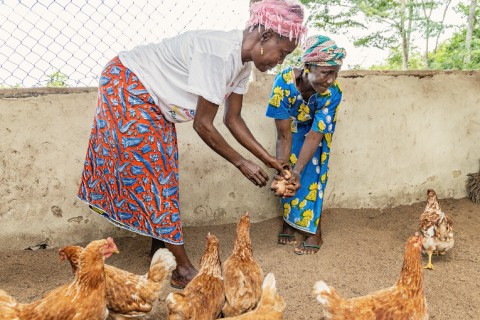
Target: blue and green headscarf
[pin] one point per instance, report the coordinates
(322, 51)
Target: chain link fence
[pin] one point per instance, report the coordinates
(67, 42)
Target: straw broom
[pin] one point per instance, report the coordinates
(473, 187)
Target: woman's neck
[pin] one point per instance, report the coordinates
(303, 85)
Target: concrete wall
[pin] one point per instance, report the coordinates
(397, 135)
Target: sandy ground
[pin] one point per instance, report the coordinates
(362, 252)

○ ○ ○ ○ ○ ○ ○

» Task goal: Leave the images out and output the remaining material exactly as it stands.

» Solution for this exercise:
Target: blue and green headscarf
[pin] one point per instance, report the coordinates
(322, 51)
Target: chain link fence
[pin] one point per instance, report the coordinates
(67, 42)
Target: straw broom
[pin] one point per instance, report the coordinates
(473, 187)
Target: woman's neck
[pin] one point per instance, report the coordinates
(303, 85)
Target: concrete wall
[pin] one point per instance, report the coordinates
(397, 135)
Target: sandy ground
[pin] one point per instance, report the coordinates
(362, 252)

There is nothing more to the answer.